**Do wykonania:**
[1] Odpowiedz krótko na pytania do komentarza rynkowego:
(a) Kiedy utworzono komentarz rynkowy?
(b) Na co nie wskazywały niskie obroty?
(c) Z jakiego poziomu i do jakiego spadł oficjalny wskaźnik PMI dla Chin?
[2] Dopisz dalszy ciąg komentarza rynkowego, zaczynając po jego ostatnim zdaniu.

╭─ Dostarczony tekst

Uspokojenie po wczorajszej euforii
- Utworzono: czwartek, 01, grudzień 2011 18:11
Po wczorajszej eksplozji indeksów należało się rynkom pewne uspokojenie i dzisiaj je dostały. Zmiany cen nie były znaczne, a niskie obroty nie wskazywały na zwiększone zaangażowanie inwestorów. Najwidoczniej była to sesja na przeczekanie.
Po wczorajszej skoordynowanej akcji banków centralnych ciężko o informację podobnego kalibru. Także dzisiejsze wiadomości niespecjalnie wpływały na zachowania inwestorów. Warto jednak wspomnieć o publikacjach jakie ujrzały światło dzienne, a było ich nie mało.
Już tradycyjnie pierwszy dzień miesiąca przyniósł najnowsze odczyty indeksów PMI, które były bardzo zróżnicowane. Dla Chin oficjalny wskaźnik po raz pierwszy od lutego 2009 roku spadł poniżej newralgicznego poziomu 50 pkt, a zniżka była nawet większa od oczekiwań i sprowadziła wskaźnik z 50,4 pkt do 49 pkt. Finalny odczyt konkurencyjnego indeksu publikowanego przez HSBC był jeszcze niższy i wyniósł 47,7 pkt.

╰─
╭─ Wyciąg danych

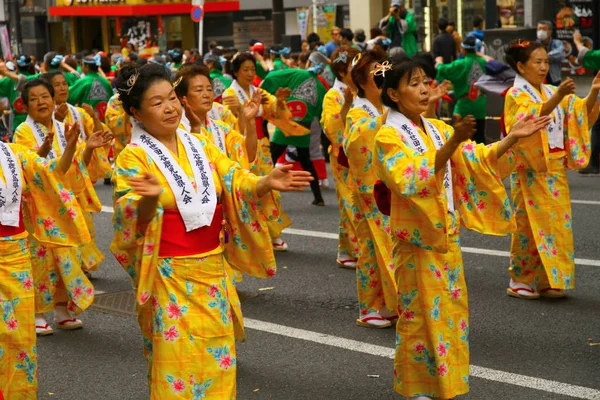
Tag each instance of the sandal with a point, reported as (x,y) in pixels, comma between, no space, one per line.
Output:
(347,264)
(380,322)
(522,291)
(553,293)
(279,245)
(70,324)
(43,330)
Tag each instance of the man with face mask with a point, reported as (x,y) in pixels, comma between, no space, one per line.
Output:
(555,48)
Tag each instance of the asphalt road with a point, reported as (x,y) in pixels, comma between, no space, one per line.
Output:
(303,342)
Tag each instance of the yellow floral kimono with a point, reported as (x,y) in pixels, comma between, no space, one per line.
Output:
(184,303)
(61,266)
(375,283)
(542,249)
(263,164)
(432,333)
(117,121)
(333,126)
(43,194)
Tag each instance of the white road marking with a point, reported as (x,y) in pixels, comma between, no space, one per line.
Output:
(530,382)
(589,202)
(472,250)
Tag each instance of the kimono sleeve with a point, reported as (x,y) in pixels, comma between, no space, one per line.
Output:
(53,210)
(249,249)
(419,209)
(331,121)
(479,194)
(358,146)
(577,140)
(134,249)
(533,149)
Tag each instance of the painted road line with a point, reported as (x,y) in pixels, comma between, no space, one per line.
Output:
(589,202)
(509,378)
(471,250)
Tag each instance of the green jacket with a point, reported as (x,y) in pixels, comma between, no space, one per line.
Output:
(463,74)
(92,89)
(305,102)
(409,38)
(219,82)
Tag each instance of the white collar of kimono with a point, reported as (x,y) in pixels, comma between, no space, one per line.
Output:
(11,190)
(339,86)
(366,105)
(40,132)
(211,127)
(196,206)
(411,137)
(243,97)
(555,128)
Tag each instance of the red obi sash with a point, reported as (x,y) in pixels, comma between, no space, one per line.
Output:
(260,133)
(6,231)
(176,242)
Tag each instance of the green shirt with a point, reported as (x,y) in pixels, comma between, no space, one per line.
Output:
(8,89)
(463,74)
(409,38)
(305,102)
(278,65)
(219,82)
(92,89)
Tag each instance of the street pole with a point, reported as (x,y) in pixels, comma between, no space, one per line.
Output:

╰─
╭─ Wyciąg danych

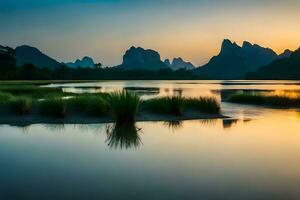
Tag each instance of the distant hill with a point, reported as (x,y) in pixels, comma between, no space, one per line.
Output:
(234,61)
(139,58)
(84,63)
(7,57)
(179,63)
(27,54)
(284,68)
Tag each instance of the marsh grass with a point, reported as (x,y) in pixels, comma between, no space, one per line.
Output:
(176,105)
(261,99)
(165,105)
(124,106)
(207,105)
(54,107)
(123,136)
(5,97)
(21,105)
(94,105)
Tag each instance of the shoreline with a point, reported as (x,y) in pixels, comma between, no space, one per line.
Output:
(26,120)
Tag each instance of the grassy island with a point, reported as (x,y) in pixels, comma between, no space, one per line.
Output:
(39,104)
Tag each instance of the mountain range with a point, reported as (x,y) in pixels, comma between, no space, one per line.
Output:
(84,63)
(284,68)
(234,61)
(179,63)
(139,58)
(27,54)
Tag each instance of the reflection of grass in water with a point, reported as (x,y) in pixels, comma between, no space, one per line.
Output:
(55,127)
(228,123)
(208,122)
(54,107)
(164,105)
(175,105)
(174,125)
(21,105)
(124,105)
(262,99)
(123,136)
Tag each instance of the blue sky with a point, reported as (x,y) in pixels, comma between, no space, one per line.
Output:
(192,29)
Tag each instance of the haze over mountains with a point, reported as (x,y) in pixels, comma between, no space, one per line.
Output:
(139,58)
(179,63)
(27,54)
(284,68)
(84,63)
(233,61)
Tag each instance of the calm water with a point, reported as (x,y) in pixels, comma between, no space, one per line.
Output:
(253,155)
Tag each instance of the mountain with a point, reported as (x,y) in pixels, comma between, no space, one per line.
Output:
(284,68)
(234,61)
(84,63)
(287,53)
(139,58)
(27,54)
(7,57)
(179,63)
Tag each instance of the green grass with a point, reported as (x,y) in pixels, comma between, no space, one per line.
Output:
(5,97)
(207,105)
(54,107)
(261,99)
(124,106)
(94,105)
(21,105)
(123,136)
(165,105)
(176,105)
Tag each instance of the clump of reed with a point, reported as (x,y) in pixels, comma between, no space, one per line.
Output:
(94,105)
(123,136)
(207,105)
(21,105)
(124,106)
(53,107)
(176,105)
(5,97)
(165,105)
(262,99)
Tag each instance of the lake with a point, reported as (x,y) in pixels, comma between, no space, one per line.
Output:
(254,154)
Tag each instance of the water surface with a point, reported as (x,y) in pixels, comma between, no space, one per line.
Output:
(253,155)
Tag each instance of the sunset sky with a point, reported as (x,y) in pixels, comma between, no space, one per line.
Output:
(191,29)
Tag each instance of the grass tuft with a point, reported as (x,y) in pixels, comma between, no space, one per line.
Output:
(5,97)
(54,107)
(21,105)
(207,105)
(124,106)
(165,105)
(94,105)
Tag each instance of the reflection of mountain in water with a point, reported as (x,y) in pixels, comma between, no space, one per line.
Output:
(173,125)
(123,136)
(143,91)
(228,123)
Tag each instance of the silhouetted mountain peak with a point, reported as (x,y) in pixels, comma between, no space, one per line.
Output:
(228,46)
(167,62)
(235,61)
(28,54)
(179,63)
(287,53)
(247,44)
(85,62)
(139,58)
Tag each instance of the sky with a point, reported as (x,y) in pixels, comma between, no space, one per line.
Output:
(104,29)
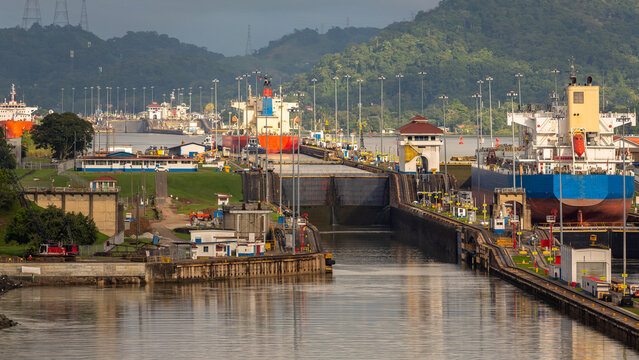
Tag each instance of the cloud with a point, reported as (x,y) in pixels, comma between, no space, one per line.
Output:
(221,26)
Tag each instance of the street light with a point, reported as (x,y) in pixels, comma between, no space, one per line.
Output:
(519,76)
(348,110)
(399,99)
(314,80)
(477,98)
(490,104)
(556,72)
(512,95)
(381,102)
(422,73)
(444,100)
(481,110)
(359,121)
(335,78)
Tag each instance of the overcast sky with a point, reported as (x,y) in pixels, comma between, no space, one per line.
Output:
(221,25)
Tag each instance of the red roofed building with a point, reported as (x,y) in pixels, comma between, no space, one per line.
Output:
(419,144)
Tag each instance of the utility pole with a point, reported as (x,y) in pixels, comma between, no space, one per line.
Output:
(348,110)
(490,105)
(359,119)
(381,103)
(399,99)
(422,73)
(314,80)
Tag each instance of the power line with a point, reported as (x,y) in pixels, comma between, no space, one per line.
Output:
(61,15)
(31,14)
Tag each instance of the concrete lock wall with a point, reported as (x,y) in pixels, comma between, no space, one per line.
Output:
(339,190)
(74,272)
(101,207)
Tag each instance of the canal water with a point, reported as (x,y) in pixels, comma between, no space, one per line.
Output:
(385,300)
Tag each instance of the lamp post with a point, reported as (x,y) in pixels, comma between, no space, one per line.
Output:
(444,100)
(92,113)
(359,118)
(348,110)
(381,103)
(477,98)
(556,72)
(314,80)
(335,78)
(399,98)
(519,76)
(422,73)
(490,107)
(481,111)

╰─
╭─ Wyciąg danych

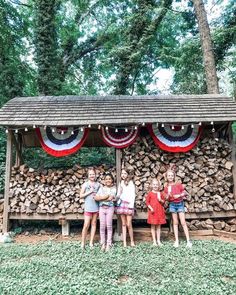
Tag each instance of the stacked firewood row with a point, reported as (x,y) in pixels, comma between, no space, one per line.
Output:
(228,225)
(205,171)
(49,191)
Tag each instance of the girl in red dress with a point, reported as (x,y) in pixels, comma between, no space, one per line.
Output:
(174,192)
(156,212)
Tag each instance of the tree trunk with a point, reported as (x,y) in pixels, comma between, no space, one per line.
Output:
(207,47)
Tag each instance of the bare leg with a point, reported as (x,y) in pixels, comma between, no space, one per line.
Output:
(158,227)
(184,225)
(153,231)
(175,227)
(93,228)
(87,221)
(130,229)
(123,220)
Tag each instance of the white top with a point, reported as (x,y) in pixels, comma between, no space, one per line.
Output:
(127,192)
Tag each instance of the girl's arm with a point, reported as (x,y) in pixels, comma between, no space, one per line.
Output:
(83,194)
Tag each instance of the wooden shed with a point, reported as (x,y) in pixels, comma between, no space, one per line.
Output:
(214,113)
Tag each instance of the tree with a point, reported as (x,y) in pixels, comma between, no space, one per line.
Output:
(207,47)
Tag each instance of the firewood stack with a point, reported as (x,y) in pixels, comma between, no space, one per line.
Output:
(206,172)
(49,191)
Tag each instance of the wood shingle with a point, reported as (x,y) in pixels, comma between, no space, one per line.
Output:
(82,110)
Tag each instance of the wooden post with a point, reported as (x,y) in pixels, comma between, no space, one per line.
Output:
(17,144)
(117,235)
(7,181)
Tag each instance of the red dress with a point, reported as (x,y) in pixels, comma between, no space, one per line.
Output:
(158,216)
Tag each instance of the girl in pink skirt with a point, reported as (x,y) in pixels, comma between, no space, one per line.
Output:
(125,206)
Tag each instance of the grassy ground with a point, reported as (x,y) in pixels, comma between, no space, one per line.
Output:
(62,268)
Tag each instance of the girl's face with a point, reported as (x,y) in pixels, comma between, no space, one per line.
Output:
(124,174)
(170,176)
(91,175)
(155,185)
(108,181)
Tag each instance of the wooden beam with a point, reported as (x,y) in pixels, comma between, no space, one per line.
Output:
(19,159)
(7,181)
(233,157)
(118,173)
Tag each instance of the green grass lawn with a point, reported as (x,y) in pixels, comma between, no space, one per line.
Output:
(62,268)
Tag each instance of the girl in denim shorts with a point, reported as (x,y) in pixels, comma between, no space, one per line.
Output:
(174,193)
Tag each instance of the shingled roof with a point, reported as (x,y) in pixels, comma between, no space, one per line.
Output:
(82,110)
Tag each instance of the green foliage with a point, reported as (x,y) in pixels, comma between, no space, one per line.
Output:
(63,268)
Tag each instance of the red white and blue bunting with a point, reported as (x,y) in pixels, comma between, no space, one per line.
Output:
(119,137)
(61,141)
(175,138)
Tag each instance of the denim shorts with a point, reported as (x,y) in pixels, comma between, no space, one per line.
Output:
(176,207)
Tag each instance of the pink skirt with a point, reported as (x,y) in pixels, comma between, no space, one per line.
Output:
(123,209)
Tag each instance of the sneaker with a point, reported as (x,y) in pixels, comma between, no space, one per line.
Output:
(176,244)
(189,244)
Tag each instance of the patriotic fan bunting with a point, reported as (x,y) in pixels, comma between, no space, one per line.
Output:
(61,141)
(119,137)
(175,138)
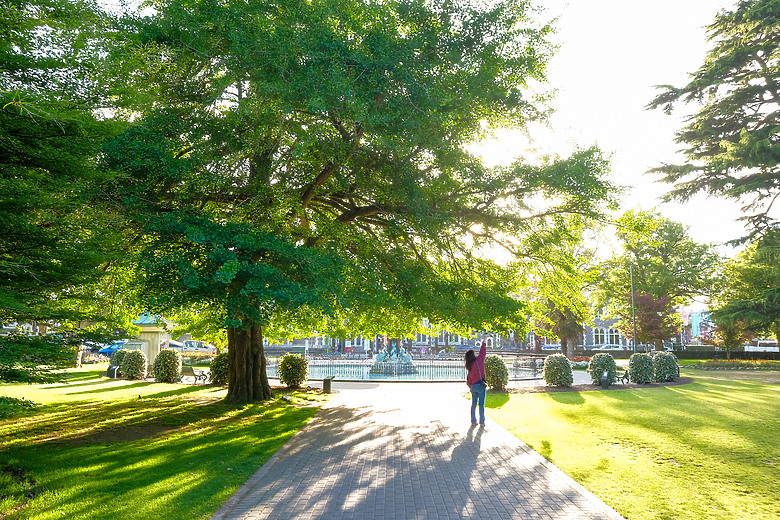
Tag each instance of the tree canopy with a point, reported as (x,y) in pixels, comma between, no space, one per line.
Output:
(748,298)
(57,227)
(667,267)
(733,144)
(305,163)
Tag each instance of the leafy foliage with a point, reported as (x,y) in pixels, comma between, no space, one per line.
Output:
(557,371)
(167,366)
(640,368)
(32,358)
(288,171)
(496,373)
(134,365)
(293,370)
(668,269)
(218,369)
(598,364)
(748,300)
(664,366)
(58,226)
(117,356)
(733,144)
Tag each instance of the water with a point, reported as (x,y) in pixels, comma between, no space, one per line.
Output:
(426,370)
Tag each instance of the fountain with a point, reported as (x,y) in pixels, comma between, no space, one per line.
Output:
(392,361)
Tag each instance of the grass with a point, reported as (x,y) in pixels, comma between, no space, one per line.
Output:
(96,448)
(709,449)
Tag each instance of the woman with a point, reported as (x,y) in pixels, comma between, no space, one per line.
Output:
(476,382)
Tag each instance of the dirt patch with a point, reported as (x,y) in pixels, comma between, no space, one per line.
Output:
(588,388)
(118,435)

╰─

**Wyniki końcowe:**
[1]
(a) W czwartek, 1 grudnia 2011 roku, o 18:11.
(b) Na zwiększone zaangażowanie inwestorów.
(c) Z 50,4 pkt do 49 pkt.

[2]
W Europie ostateczne odczyty nie odbiegały od ich wersji wstępnych, jedynie dla Polski nadeszła smutna wiadomość w postaci spadku indeksu PMI poniżej 50 pkt, podczas gdy prognozowano utrzymanie się powyżej tej bariery. Mimo tego zachowanie indeksu WIG20 nie odbiegało od zmian indeksów na parkietach zachodnich. Były trzy próby wyjścia powyżej wczorajszych cen zamknięcia, ale każda spaliła na panewce. Pierwsza zakończyła się gdy poznaliśmy wyniki aukcji francuskich i hiszpańskich obligacji. Sprzedaż szczególnie tych drugich papierów została dobrze przyjęta, mimo najwyższego od 14 lat oprocentowania.
Drugiej próbie przeszkodziły gorsze cotygodniowe dane o liczbie nowych wniosków o zasiłek dla bezrobotnych, która wzrosła do 402 tys. wobec prognoz spadku do 390 tys. Później okazało się, że amerykański indeks ISM dla przemysłu wzrósł bardziej od oczekiwań i osiągnął poziom 52,7 pkt, co jednak wywołało jedynie krótkotrwały wzrost indeksów. Inwestorzy być może czekali na przemówienie Nicolasa Sarkozego, które miało się rozpocząć już po zamknięciu rynków.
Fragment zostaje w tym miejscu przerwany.